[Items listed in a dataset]
☆ ☆ ☆ ☆ ☆

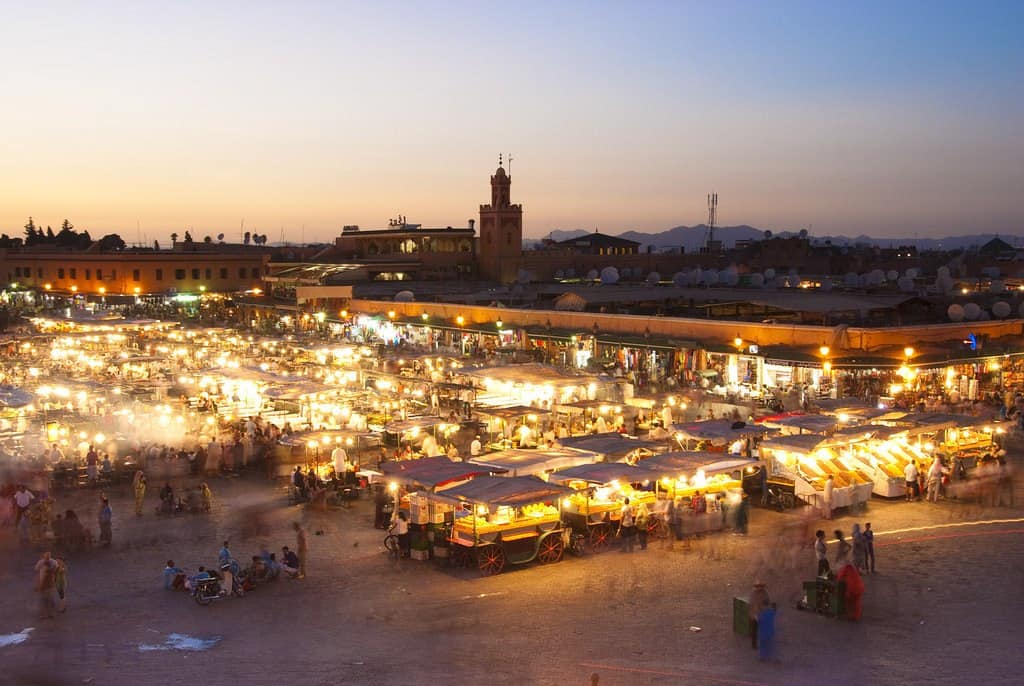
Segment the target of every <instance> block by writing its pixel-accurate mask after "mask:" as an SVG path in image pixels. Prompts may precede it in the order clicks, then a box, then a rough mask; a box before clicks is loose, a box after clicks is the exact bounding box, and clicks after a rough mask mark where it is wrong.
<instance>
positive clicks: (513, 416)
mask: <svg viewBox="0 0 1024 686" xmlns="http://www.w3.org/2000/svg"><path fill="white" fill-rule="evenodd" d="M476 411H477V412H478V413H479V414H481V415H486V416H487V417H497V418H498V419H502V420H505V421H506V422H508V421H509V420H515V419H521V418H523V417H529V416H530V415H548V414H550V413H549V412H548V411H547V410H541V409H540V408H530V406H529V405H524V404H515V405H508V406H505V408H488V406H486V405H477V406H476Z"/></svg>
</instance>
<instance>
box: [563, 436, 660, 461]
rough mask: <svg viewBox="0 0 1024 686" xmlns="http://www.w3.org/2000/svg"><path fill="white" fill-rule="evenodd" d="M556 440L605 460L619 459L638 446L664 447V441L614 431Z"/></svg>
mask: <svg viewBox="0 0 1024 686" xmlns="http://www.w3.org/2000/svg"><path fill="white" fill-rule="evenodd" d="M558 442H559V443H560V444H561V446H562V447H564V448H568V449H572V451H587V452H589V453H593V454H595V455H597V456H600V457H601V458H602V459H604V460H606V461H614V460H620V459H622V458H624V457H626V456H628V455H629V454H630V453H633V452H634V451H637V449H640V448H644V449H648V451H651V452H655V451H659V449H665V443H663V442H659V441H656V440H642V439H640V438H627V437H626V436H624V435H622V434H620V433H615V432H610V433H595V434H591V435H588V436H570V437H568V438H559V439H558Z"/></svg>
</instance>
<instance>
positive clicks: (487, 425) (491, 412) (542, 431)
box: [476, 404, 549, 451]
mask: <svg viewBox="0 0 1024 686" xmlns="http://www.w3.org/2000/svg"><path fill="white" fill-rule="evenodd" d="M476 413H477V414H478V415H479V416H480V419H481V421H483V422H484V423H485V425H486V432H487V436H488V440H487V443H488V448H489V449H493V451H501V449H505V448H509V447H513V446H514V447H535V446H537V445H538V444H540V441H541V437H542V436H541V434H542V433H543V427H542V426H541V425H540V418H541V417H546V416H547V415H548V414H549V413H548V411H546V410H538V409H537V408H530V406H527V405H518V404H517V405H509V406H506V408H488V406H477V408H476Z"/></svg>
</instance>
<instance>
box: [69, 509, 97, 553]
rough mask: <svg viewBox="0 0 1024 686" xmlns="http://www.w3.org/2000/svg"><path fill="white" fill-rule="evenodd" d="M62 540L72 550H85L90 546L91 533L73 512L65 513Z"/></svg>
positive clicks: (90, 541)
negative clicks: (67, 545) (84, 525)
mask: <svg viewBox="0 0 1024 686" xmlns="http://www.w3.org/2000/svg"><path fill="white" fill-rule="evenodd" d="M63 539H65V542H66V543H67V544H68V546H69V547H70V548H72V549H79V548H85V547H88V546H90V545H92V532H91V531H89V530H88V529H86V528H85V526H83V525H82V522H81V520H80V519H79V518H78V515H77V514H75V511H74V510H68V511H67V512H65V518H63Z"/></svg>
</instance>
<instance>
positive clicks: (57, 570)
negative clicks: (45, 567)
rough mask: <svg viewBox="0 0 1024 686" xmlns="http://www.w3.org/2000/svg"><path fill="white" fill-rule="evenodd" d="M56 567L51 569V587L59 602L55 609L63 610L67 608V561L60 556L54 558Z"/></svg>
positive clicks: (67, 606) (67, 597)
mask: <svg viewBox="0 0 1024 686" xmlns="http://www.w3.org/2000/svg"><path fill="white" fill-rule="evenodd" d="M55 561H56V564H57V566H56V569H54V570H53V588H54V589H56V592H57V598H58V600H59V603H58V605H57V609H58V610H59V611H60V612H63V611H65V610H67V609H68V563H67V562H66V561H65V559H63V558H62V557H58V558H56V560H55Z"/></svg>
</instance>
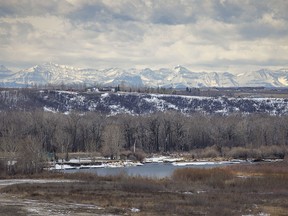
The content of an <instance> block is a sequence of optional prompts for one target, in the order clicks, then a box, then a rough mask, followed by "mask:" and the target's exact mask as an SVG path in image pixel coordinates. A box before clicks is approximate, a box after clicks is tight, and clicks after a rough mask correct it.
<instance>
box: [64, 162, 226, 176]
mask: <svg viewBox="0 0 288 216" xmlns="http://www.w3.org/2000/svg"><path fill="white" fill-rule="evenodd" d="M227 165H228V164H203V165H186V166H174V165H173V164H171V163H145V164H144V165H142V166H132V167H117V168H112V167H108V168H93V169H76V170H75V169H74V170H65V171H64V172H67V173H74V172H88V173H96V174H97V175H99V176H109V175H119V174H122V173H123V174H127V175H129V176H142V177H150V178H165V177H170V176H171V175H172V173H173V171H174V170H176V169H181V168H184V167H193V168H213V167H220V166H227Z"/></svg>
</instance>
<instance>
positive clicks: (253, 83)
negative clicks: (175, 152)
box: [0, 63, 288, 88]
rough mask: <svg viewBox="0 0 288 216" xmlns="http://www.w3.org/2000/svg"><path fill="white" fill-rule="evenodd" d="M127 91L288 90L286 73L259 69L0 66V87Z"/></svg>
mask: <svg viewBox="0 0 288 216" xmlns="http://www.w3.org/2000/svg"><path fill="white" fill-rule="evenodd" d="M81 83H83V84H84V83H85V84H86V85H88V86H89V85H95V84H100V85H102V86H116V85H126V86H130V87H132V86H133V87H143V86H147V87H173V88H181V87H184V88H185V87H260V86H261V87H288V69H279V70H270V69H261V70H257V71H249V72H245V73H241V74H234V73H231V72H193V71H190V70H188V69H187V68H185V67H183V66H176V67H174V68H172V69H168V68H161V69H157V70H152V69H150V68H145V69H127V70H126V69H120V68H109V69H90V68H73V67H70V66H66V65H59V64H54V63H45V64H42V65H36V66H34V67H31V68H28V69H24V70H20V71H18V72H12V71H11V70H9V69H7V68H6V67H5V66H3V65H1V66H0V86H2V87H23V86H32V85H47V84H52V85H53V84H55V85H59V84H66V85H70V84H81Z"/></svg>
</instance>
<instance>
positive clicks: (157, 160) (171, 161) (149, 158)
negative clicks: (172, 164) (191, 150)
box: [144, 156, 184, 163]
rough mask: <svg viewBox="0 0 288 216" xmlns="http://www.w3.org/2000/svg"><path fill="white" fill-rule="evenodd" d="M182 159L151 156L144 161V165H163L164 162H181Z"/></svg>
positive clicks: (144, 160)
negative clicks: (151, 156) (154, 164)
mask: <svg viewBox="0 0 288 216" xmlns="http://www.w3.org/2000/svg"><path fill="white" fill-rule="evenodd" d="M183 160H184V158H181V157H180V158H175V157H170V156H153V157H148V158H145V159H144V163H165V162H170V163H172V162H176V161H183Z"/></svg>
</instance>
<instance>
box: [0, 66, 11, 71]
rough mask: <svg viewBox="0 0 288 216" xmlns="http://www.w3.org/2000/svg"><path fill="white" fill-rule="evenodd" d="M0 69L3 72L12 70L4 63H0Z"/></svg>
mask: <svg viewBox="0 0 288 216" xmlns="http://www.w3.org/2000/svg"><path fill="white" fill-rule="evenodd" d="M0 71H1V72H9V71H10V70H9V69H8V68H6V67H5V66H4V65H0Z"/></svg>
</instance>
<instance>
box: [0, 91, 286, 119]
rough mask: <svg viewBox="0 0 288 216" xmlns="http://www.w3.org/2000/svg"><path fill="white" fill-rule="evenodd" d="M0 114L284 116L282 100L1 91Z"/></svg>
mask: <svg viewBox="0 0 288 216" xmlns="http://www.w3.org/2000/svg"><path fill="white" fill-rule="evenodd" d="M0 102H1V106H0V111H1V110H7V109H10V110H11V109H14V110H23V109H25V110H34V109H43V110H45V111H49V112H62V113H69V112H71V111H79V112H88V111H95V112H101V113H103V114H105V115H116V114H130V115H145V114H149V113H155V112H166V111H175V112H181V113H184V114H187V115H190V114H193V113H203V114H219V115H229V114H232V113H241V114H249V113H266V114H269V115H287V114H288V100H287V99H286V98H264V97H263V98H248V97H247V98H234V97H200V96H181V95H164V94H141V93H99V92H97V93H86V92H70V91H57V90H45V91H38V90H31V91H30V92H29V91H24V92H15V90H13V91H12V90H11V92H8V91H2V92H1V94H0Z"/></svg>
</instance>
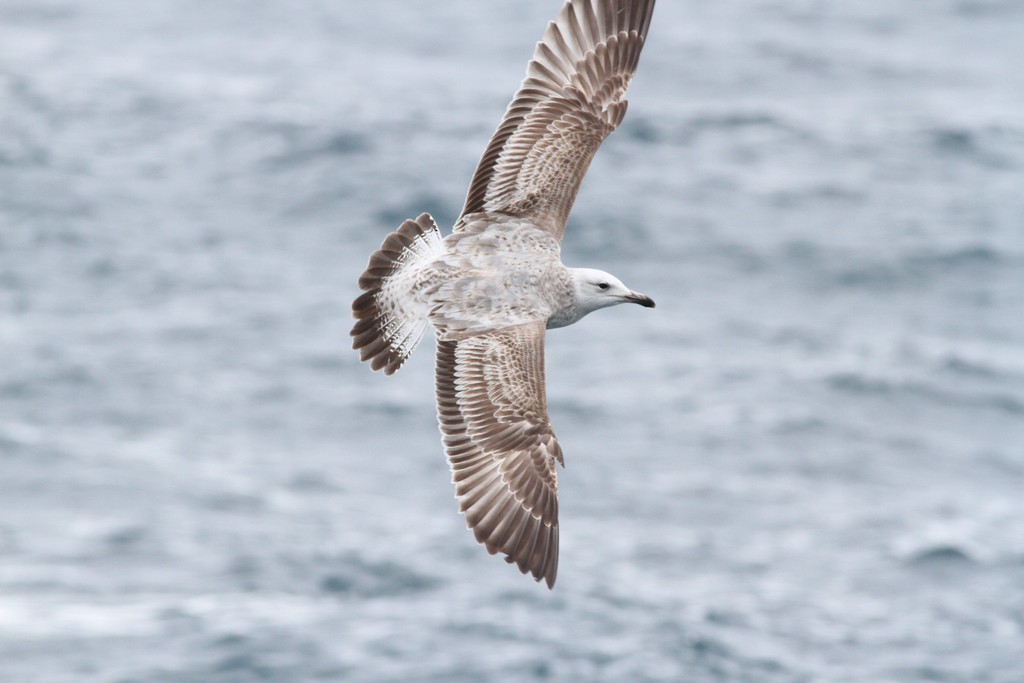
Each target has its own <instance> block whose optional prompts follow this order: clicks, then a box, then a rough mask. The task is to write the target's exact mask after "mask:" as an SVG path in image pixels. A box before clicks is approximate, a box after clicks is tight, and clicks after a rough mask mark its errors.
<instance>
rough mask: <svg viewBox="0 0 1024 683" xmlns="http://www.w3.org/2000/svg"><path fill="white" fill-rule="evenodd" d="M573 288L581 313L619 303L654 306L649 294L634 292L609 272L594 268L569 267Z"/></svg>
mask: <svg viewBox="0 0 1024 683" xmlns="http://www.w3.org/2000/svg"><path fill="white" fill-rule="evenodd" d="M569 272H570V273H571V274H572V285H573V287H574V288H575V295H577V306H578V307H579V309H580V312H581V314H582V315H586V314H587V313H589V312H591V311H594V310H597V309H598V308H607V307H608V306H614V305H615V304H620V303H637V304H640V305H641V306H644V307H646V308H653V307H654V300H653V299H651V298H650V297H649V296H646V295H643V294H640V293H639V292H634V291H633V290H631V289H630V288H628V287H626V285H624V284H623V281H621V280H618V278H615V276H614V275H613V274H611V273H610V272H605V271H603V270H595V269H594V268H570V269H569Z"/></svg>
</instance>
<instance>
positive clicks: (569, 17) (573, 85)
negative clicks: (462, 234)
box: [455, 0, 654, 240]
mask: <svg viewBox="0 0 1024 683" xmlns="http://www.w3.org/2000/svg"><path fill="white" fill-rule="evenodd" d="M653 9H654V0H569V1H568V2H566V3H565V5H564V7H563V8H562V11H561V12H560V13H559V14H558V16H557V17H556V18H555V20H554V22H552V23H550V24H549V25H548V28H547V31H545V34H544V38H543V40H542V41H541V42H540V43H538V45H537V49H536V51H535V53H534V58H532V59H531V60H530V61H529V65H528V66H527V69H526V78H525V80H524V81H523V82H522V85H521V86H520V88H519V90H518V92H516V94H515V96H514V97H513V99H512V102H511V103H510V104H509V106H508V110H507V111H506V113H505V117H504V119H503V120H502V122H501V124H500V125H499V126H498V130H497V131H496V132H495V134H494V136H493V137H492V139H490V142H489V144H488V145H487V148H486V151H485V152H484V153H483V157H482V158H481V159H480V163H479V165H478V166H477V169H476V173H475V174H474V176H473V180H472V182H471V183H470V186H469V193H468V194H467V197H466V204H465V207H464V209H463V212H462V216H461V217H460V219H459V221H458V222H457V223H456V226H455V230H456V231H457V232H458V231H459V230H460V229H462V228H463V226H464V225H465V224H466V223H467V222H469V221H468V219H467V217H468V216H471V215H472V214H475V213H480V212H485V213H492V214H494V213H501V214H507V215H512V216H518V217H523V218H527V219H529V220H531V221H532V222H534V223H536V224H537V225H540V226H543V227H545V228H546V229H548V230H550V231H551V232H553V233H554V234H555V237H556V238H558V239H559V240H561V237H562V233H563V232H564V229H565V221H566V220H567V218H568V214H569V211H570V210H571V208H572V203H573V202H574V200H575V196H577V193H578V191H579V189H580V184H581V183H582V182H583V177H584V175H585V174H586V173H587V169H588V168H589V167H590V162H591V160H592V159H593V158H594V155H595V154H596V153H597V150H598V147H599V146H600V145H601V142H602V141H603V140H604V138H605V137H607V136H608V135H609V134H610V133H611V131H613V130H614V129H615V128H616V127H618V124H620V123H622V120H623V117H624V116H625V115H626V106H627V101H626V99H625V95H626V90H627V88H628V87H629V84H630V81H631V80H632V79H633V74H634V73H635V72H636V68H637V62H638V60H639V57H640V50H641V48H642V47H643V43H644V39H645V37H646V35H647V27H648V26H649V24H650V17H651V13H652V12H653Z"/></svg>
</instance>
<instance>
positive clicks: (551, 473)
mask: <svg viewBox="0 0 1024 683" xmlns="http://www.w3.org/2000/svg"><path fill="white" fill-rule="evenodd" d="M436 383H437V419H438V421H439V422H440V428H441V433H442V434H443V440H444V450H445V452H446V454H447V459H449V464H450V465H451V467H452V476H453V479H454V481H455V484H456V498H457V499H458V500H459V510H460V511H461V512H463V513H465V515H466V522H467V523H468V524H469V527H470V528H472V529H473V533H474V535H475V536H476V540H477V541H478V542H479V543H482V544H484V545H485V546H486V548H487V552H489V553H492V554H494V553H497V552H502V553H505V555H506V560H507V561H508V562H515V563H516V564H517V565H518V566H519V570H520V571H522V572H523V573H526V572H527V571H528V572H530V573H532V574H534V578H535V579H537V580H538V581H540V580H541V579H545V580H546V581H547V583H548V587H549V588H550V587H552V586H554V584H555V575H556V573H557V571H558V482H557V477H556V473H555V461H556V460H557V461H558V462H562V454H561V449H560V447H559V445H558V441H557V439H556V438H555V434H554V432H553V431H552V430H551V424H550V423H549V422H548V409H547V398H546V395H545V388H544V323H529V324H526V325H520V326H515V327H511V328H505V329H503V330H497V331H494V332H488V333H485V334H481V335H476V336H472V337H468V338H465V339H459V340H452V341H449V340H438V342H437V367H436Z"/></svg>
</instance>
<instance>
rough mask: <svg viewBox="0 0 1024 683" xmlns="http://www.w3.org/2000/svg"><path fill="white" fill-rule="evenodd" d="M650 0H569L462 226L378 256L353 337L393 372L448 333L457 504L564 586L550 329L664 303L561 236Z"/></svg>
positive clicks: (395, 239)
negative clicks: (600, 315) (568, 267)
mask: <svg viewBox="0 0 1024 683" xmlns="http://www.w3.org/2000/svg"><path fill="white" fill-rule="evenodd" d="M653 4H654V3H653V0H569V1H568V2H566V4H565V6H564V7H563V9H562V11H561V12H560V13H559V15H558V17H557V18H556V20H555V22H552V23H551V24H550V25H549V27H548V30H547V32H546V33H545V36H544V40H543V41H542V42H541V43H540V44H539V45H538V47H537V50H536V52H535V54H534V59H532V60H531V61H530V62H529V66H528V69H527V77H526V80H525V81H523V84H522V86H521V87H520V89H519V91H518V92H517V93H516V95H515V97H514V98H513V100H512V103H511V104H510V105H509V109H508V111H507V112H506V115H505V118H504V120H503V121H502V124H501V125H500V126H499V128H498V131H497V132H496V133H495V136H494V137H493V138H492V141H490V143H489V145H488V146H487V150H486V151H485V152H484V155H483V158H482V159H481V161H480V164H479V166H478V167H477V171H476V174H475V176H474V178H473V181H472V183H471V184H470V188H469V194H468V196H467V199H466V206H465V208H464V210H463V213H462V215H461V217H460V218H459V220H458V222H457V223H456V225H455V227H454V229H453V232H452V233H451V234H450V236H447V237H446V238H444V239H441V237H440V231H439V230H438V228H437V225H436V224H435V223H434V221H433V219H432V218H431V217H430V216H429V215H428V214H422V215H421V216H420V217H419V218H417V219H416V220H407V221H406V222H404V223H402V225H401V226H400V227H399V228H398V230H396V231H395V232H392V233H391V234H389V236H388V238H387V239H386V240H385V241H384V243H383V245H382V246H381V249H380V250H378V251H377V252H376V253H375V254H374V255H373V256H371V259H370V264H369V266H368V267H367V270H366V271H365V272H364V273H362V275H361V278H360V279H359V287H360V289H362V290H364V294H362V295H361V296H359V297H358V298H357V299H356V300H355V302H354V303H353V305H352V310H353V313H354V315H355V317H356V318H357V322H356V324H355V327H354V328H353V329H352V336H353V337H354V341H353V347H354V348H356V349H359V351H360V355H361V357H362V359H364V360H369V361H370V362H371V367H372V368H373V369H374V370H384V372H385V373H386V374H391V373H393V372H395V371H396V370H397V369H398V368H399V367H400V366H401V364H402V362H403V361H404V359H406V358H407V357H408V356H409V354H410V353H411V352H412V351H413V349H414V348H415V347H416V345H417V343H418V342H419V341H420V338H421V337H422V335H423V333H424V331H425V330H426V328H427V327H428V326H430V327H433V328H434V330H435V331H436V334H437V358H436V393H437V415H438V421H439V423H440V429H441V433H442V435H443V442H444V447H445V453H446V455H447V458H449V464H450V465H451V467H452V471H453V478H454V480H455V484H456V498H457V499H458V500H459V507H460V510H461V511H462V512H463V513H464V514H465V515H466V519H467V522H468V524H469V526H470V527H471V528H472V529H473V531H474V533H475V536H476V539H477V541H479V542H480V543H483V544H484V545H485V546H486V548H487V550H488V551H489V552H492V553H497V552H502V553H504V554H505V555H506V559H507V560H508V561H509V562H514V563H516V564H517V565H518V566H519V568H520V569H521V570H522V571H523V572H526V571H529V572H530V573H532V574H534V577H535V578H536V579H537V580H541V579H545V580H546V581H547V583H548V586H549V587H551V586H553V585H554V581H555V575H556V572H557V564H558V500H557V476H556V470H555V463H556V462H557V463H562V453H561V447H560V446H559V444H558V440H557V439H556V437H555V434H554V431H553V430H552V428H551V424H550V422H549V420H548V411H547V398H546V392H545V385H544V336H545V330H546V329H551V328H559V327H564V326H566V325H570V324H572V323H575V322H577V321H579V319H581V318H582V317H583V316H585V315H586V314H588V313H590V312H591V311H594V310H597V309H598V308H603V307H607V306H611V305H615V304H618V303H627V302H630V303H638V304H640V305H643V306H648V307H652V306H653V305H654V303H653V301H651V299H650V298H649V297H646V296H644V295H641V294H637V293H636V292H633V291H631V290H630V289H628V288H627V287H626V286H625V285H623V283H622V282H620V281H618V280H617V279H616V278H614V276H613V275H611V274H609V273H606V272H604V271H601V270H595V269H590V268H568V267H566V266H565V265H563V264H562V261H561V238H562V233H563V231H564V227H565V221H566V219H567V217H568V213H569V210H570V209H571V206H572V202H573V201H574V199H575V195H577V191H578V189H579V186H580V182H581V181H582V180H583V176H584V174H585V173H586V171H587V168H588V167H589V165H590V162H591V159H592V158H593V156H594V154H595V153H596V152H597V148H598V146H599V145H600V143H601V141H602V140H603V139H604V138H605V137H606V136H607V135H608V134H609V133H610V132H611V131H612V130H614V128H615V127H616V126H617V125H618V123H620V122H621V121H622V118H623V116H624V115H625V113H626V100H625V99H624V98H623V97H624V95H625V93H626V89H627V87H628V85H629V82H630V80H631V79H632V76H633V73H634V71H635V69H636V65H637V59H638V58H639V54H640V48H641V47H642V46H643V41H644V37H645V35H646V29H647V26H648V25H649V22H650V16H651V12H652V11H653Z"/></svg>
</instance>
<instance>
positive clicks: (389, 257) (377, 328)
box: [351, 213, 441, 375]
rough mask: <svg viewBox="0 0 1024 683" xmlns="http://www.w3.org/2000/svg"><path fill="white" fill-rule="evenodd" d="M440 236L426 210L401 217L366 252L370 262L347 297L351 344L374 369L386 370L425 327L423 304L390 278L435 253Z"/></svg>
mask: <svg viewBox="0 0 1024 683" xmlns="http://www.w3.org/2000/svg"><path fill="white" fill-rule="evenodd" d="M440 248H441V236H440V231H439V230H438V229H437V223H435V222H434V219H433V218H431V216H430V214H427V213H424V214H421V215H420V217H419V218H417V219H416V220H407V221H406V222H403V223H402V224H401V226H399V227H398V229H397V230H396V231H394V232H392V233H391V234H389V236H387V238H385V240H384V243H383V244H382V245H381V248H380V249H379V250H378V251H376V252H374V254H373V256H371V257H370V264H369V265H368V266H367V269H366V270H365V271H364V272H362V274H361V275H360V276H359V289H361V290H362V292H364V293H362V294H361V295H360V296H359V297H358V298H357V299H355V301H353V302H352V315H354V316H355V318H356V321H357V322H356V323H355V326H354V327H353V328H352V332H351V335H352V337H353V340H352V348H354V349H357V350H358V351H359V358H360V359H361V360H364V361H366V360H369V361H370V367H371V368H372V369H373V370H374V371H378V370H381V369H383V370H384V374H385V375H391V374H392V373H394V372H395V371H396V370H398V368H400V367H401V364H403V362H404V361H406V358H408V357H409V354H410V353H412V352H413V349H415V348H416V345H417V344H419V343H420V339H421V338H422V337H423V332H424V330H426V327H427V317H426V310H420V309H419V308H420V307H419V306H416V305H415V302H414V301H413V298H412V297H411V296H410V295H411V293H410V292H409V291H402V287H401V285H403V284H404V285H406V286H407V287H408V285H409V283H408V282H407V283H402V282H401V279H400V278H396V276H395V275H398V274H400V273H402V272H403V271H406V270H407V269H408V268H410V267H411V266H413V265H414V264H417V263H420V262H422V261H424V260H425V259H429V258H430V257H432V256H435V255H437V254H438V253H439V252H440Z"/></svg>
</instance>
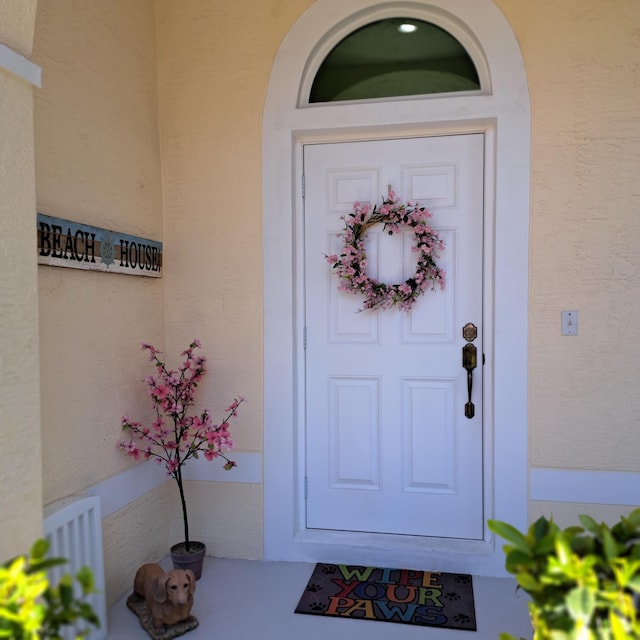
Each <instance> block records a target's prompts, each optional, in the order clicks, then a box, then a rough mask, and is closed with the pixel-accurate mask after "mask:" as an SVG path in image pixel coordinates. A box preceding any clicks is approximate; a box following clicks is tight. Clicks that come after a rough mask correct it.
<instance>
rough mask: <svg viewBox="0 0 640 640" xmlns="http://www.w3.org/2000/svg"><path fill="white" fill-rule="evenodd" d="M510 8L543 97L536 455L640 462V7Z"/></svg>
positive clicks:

☆ ☆ ☆ ☆ ☆

> [WHAT THE EXERCISE ASKS]: Give the exact lines, and only those, from the line containing "positive clicks: (90, 541)" through the line containing "negative clicks: (45, 567)" in the entries above.

> [ANSWER SECTION]:
positive clicks: (90, 541)
negative clicks: (67, 545) (84, 525)
mask: <svg viewBox="0 0 1024 686" xmlns="http://www.w3.org/2000/svg"><path fill="white" fill-rule="evenodd" d="M63 539H65V542H66V543H67V544H68V546H69V547H70V548H72V549H79V548H85V547H88V546H90V545H92V532H91V531H89V530H88V529H86V528H85V526H83V525H82V522H81V520H80V519H79V518H78V515H77V514H75V511H74V510H68V511H67V512H65V518H63Z"/></svg>
</instance>
<instance>
positive clicks: (57, 570)
negative clicks: (45, 567)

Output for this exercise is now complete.